▶ **Referring expression data**
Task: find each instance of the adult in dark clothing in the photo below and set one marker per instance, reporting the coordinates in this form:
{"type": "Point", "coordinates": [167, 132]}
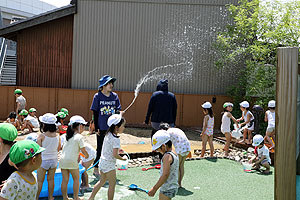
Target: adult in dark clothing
{"type": "Point", "coordinates": [8, 133]}
{"type": "Point", "coordinates": [105, 104]}
{"type": "Point", "coordinates": [162, 107]}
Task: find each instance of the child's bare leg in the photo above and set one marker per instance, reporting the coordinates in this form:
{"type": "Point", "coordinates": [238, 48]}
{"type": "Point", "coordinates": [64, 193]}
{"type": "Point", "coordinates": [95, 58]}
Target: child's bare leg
{"type": "Point", "coordinates": [98, 185]}
{"type": "Point", "coordinates": [211, 145]}
{"type": "Point", "coordinates": [75, 175]}
{"type": "Point", "coordinates": [227, 144]}
{"type": "Point", "coordinates": [111, 177]}
{"type": "Point", "coordinates": [204, 141]}
{"type": "Point", "coordinates": [50, 179]}
{"type": "Point", "coordinates": [64, 185]}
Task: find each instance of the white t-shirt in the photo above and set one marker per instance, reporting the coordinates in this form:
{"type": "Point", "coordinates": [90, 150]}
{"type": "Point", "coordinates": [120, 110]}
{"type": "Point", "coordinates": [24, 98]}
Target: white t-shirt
{"type": "Point", "coordinates": [271, 119]}
{"type": "Point", "coordinates": [33, 121]}
{"type": "Point", "coordinates": [179, 140]}
{"type": "Point", "coordinates": [70, 152]}
{"type": "Point", "coordinates": [264, 151]}
{"type": "Point", "coordinates": [19, 188]}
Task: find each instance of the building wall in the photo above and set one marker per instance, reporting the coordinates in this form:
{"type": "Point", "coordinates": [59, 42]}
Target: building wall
{"type": "Point", "coordinates": [78, 102]}
{"type": "Point", "coordinates": [127, 39]}
{"type": "Point", "coordinates": [45, 54]}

▶ **TASK DESCRIPTION**
Wherever the string "photo" appears in a line of the records above, copy that line.

▶ **TASK RESPONSE**
Task: find each instance of the adult in dark clothing in the photo below and set one marker per instance, reporting the coordinates in this form:
Task: find each instance of the child's bare leg in the photo above and set one marker per instance, reporting the coordinates in this form:
Task: find each instance of the white t-shirt in the photo above and set one marker per instance, reporting the coordinates in this form:
Task: find each instance of the building wall in the photo above and set one marker per instance, reporting the coordinates in this form:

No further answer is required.